- Written instruction -
Can you rewrite these records so that "Pointer output" becomes "Located points" everywhere, with nothing else altered?

Object point labels
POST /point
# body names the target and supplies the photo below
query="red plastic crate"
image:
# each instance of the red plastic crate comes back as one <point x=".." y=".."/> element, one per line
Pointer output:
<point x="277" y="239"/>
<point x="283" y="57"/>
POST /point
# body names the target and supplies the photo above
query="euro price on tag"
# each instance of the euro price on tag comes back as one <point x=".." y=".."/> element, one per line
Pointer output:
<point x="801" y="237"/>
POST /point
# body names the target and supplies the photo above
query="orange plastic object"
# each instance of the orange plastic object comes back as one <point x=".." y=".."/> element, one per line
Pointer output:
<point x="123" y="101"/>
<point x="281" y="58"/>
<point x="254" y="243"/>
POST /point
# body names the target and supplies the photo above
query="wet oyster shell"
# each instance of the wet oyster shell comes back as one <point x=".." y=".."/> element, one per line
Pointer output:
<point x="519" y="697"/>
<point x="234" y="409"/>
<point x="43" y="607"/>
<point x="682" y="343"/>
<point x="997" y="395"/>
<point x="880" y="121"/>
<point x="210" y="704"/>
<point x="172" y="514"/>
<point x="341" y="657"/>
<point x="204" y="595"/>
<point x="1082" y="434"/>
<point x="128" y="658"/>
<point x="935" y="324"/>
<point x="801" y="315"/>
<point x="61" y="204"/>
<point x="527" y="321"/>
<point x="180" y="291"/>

- Output below -
POST /point
# body names the target and supplies the photo below
query="red plastic crate"
image:
# each instance of the red plastic crate comes back as one <point x=".." y=".."/> element, one per line
Located points:
<point x="277" y="239"/>
<point x="283" y="57"/>
POST /point
# body names the target and supplies the photo above
query="euro price on tag"
# each instance of the euro price on tag comes back as one <point x=".." y=".."/> element, one per line
Located points:
<point x="801" y="237"/>
POST /point
# body names the target and supplies the photo above
query="orange plastic object"
# each instance of the orange plastic object comes back as one <point x=".." y=".."/> element, one per line
Located points:
<point x="123" y="101"/>
<point x="281" y="58"/>
<point x="254" y="243"/>
POST /point
# body names the target and supplies the photo above
query="wet oyster shell"
# each instance of the wet oyster shell comes back as one <point x=".." y=".."/> element, one per line
Located points:
<point x="519" y="697"/>
<point x="234" y="409"/>
<point x="43" y="607"/>
<point x="682" y="343"/>
<point x="997" y="395"/>
<point x="880" y="121"/>
<point x="210" y="704"/>
<point x="172" y="514"/>
<point x="341" y="657"/>
<point x="204" y="595"/>
<point x="1082" y="434"/>
<point x="128" y="658"/>
<point x="935" y="324"/>
<point x="801" y="315"/>
<point x="61" y="204"/>
<point x="527" y="321"/>
<point x="180" y="291"/>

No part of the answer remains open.